Copy the lines of the records below exactly as they stand, beginning with the line that contains "of the overcast" and ending after the line that contains "pixel 312 295". Include both of those lines and nothing else.
==== SUPPLIED MATERIAL
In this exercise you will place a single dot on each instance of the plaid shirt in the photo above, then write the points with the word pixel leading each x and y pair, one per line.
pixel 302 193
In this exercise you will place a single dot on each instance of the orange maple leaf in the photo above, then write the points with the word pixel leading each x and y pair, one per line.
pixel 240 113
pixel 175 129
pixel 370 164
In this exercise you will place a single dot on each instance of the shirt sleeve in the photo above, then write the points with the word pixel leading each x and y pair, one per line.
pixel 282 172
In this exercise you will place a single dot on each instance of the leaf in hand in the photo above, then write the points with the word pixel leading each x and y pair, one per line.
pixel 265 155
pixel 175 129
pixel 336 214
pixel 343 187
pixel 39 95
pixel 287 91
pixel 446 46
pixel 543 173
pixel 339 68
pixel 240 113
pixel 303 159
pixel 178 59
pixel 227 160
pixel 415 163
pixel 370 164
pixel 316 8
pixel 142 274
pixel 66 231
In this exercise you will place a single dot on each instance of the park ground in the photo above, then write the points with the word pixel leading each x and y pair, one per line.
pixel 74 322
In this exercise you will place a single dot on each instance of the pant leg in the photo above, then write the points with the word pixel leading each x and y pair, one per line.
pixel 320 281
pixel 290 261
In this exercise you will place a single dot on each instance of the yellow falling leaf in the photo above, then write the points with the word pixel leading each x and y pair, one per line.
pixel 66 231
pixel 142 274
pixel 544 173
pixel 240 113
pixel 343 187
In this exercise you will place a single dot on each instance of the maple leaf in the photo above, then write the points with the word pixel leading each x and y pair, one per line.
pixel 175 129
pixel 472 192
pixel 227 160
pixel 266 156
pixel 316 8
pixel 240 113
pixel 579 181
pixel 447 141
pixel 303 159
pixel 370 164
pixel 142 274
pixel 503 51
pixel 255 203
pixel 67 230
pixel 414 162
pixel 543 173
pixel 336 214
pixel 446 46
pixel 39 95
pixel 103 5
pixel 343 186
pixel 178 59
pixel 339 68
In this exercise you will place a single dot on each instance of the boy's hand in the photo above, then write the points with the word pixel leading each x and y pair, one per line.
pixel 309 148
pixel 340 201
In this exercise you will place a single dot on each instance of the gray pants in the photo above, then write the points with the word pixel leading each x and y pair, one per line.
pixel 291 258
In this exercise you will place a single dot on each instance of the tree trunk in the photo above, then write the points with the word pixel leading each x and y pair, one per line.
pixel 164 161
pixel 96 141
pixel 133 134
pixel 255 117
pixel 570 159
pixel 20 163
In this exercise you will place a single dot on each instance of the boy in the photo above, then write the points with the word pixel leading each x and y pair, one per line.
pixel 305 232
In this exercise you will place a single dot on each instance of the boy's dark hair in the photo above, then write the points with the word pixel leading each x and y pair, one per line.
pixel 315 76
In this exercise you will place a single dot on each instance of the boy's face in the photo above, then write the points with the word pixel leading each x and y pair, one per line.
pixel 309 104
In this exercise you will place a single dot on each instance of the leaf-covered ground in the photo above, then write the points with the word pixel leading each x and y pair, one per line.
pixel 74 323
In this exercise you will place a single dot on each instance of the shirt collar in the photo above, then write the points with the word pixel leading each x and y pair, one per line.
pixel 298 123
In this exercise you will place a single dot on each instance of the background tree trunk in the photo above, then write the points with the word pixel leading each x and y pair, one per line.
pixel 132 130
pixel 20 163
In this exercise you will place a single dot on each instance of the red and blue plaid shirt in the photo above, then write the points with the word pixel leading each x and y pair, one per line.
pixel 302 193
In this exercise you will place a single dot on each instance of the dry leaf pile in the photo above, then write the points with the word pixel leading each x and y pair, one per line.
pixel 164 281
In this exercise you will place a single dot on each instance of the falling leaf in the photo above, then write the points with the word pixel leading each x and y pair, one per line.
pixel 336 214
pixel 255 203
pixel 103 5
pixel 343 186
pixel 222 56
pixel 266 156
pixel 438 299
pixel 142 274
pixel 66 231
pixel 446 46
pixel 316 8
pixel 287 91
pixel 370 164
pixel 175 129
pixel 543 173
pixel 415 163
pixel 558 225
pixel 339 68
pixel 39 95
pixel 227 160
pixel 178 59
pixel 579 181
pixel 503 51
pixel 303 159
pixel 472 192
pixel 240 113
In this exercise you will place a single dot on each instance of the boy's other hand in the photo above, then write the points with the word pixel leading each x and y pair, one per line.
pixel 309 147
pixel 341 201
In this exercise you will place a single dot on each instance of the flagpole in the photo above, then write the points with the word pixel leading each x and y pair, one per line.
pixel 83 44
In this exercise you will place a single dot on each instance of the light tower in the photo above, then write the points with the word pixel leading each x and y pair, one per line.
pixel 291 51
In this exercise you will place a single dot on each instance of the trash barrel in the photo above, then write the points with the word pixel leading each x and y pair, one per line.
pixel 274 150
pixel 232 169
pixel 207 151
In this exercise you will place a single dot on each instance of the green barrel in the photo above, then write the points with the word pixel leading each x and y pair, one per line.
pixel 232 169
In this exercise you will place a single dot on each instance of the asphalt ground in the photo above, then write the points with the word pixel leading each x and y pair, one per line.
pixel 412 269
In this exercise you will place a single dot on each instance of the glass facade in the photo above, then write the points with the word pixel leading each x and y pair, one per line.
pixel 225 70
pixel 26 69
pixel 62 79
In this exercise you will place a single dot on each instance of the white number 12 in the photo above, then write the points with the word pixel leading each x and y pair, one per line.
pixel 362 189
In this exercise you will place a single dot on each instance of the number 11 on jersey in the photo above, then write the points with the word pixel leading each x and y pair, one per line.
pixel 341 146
========
==== SUPPLIED MATERIAL
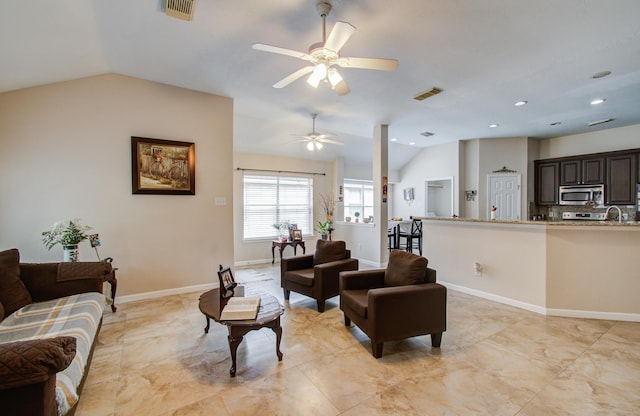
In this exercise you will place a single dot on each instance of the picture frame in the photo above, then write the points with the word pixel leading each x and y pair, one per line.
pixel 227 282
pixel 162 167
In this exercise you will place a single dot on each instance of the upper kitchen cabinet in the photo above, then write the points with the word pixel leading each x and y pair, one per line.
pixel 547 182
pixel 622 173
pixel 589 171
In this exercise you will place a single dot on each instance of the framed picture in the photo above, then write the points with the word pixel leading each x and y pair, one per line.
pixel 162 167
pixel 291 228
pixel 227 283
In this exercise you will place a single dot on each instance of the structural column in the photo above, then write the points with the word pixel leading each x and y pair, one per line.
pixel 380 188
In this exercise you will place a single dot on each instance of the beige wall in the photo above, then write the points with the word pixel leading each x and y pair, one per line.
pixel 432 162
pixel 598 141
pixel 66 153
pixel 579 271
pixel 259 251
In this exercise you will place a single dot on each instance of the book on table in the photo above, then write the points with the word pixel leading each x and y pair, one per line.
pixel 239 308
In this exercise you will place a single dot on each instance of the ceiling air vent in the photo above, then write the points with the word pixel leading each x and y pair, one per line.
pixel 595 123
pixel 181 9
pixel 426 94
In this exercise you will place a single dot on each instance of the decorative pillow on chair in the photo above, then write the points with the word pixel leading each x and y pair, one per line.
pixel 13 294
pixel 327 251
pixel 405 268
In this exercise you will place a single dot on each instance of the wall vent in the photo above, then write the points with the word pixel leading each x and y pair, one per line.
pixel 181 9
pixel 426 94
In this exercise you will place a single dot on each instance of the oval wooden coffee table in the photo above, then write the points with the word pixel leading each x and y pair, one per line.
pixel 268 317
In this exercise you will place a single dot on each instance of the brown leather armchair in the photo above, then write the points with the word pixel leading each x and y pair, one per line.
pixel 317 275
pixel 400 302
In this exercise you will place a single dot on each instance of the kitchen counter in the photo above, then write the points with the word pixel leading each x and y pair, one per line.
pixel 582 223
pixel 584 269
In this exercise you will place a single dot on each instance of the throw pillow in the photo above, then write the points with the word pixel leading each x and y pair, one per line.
========
==== SUPPLIED MATERIAL
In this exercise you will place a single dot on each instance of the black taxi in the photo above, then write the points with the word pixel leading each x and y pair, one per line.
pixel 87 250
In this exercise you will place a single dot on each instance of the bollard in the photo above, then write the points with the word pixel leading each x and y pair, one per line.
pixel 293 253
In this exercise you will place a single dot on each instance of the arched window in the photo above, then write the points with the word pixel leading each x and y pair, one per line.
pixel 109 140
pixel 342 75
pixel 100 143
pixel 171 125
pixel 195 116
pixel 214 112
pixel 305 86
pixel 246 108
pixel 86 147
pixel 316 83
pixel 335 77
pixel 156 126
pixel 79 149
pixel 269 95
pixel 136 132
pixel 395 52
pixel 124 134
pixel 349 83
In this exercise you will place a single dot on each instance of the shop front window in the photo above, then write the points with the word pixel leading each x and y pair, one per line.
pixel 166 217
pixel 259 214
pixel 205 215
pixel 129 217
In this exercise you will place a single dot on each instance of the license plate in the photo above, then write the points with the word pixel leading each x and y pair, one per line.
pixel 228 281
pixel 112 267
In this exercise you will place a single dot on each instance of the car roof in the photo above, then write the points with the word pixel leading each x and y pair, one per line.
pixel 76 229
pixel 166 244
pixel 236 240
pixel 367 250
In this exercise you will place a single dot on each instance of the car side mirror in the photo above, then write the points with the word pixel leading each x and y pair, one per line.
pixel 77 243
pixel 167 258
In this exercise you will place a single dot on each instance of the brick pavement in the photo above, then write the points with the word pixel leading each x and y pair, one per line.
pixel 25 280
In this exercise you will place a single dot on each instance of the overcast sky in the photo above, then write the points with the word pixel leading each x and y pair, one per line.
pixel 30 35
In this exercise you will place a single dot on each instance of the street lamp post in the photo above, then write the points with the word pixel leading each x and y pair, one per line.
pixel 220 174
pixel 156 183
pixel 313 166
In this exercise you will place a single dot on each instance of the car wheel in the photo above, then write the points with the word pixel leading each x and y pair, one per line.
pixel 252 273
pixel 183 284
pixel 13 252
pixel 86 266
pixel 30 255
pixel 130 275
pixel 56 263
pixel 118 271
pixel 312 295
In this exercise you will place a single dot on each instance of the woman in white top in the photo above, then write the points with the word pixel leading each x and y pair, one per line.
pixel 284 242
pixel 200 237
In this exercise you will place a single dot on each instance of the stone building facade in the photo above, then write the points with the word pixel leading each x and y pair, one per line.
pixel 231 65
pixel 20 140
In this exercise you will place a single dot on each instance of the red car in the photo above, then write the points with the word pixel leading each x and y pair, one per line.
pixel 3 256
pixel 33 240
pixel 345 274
========
◆ **SOLUTION**:
In this exercise you will place a single dot on each instance of the overcast sky in the photo above, then write the points with the word pixel leading each x and y pair, one per line.
pixel 30 35
In this exercise you will place a single dot on each instance of the street lamp post in the photo above, then write the points with the word pixel leading each x and y pair, one per line.
pixel 220 174
pixel 156 183
pixel 313 166
In this exercise you will place a single dot on each instance of the car wheel in the photo above, then write the points with the word pixel leading each x and y pair, one per line.
pixel 252 273
pixel 183 284
pixel 13 252
pixel 86 266
pixel 30 255
pixel 130 275
pixel 56 263
pixel 118 271
pixel 312 295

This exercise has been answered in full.